TRY IT →
Beginning at the line containing "of the bare" in the material below and ending at the line containing "the stone pillar", return each line exactly and add nothing.

*** Opening of DATA UNDER STUDY ***

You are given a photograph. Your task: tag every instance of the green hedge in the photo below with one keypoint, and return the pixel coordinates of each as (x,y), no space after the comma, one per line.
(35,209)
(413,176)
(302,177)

*** Close of DATA UNDER STUDY ***
*** Opening of DATA UNDER STUDY ***

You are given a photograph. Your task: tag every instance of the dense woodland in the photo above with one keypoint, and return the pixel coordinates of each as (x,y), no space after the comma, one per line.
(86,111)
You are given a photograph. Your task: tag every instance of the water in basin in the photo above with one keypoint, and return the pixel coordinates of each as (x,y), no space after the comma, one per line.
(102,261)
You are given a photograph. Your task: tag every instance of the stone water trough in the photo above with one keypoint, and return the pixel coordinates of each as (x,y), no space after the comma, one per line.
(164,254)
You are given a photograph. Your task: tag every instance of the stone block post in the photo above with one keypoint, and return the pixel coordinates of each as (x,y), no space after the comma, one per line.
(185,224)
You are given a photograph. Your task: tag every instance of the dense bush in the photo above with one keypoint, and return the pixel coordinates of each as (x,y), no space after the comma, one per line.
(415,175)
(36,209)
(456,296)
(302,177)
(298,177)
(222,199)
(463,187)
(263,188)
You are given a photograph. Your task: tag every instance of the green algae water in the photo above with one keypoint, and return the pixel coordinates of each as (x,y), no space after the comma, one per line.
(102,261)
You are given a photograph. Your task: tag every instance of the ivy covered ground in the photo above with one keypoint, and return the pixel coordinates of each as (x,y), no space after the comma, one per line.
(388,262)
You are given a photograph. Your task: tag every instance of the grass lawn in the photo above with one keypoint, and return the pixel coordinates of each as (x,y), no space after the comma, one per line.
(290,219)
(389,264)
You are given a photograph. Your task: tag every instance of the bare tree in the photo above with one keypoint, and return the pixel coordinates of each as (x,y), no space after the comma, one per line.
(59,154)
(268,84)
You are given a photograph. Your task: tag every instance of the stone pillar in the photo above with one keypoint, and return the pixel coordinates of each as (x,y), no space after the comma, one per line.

*** Close of DATA UNDER STUDY ***

REPLY TO THE EXERCISE →
You are given a photograph. Your task: tag every instance of the bare tree in the photo above with one keypoint, and return the pixel coordinates of each as (x,y), no space after the comma, one per line.
(59,154)
(268,84)
You are given a photograph. Your task: tag every instance of the stone pillar in the photo above with one keypoint, and return the pixel coordinates of each as (x,y), no space after the comma, one per line.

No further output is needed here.